Work required ▸ Transcribe the passage of the Redis performance thread below, starting at "So I guess that" and ending at "them with you.".
------ Extract provided
So I guess that the original user plans to use the OS swap. An SSD may
help in this context, but Redis should be optimized to handle swapping
better (optionally using threads to serve queries, with key-level
locking). I've a new SSD that I'll use to run this tests in the near
future, once I'll have some data I'll surely share them with you.
About normal persistence, an SSD helps but with a limited impact.
Because of the way Redis works, always writing data in append-only
mode, normal rotating disks already work very well.
Cheers,
Salvatore
I use non-transactional pipelines of 1000 commands deep on
pre-generated sequential keys/members. Not only do the keys that I
generate also generate sequential hashes, so has effectively zero
collisions in hash buckets, but the benchmark (IIRC) doesn't use
pipelining; it uses 50 concurrent connections to get it's throughput.
It's possible that pipelines are able to better utilize Redis than the
concurrent connections in this scenario (especially because the
response is not complicated and easy to parse).
Regards,
- Josiah
ZINCRBY: 70304.31 per second
ZRANGE (first 10): 66485.50 per second
ZRANGE (first 100): 24411.03 per second
ZRANGE (first 300): 9207.51 per second
ZRANGE (first 450): 5794.75 per second
ZRANGE (first 600): 4212.64 per second
SET: 92515.85 per second
LPUSH: 90825.36 per second
LRANGE (first 10): 78351.34 per second
LRANGE (first 100): 24739.61 per second
LRANGE (first 300): 9373.92 per second
LRANGE (first 450): 6053.34 per second
LRANGE (first 600): 4193.56 per second
> Also there's about a 3x performance difference between LRANGE using
> redis-benchmark and LRANGE using your python script. Is that because
> redis-benchmark is written in C while your script is in python?
Yes. Parsing speed makes a huge difference.
>> What problem are you really trying to solve?
------------
------ Dataset
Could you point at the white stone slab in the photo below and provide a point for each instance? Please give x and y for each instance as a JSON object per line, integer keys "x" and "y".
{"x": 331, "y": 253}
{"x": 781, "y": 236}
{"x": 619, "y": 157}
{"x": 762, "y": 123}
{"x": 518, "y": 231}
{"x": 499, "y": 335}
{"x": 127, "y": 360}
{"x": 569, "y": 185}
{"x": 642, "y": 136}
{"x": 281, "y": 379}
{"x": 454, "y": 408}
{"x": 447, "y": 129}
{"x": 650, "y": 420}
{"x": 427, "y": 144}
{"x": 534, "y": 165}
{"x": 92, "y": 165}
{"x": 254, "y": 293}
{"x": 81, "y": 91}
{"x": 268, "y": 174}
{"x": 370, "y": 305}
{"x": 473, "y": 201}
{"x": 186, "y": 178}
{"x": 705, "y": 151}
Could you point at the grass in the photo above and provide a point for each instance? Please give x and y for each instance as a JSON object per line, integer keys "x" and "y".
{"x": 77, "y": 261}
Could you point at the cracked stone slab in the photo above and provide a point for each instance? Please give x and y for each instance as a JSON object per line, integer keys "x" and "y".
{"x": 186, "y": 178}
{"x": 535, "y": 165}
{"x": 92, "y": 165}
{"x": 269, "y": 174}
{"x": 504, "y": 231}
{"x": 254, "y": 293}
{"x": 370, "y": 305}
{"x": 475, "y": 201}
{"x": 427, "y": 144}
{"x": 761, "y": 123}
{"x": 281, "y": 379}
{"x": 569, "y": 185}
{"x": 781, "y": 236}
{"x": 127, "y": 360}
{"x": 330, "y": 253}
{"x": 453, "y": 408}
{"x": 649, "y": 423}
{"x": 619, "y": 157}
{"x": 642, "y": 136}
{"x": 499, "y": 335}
------------
Response to this task ▸
So I guess that the original user plans to use the OS swap. An SSD may
help in this context, but Redis should be optimized to handle swapping
better (optionally using threads to serve queries, with key-level
locking). I've a new SSD that I'll use to run this tests in the near
future, once I'll have some data I'll surely share them with you.